**TASK OBJECTIVE**
Lay out every line of the records as a Markdown table with the columns "No." and "Text", numbering the rows in order and skipping blank lines. Leave the pictures out of the table.

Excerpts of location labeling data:

━━━━━━━━━━━━━━━━━━━━━━━━━━━━━━

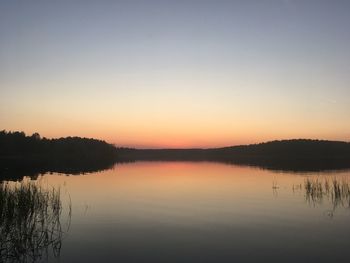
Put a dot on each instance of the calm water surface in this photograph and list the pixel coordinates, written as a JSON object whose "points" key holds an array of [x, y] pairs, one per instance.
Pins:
{"points": [[199, 212]]}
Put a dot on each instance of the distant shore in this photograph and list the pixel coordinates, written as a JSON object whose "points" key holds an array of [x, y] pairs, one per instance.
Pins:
{"points": [[21, 153]]}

━━━━━━━━━━━━━━━━━━━━━━━━━━━━━━

**FINISHED EXERCISE**
| No. | Text |
|---|---|
| 1 | Put a dot on each instance of the calm water surface in this photograph and list the pixel coordinates, written as a JSON object whose "points" key holds an array of [x, y] pairs, one per instance. |
| 2 | Pins: |
| 3 | {"points": [[199, 212]]} |
| 4 | Put a dot on each instance of the distant shore in this photograph and list the pixel coordinates, written as a JSON object whose "points" key holds an array of [x, y] pairs, one per instance. |
| 5 | Pins: |
| 6 | {"points": [[21, 153]]} |